- **TASK TO CARRY OUT**:
Count the lines in the entries below that contain the word "black", matching case exactly, and reply with only the number.

- **RECORDS FOR THE EXERCISE**:
%%
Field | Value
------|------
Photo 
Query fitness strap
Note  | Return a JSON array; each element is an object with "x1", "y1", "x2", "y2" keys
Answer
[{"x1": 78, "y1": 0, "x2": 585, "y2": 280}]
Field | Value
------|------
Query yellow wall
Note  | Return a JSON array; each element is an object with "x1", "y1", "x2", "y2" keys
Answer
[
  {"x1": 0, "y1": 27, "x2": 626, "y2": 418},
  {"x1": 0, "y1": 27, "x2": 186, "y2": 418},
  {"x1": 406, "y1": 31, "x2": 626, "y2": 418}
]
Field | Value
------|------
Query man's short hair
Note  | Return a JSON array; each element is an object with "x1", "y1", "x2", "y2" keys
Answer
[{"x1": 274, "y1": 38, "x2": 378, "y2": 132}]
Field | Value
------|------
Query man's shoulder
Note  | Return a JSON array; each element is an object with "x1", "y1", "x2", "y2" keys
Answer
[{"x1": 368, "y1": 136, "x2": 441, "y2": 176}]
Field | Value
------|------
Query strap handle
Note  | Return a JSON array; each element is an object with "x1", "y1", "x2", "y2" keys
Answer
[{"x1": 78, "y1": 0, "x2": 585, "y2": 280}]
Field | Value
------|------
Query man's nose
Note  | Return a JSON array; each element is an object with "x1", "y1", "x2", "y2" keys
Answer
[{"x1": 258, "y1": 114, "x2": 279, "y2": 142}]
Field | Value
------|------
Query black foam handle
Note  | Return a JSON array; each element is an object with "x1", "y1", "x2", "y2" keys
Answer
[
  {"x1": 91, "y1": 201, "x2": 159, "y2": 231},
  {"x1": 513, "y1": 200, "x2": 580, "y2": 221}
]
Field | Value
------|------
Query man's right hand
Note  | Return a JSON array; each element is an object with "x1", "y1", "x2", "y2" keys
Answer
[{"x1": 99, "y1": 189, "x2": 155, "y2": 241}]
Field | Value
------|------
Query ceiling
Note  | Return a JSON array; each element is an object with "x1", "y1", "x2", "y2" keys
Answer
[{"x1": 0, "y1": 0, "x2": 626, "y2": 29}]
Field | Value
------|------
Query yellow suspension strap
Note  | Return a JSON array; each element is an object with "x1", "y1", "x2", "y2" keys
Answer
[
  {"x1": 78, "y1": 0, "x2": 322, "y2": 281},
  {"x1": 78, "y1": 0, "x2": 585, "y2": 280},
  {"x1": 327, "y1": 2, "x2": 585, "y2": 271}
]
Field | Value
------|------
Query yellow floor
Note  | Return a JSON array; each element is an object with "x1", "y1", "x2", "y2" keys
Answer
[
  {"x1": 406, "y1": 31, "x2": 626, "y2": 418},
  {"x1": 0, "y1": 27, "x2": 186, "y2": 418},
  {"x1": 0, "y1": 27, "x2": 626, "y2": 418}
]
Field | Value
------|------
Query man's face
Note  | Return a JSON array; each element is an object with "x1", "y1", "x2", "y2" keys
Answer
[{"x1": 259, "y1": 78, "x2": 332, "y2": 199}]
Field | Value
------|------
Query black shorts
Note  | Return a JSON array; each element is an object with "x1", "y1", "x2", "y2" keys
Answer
%%
- **RESPONSE TO THE EXERCISE**:
2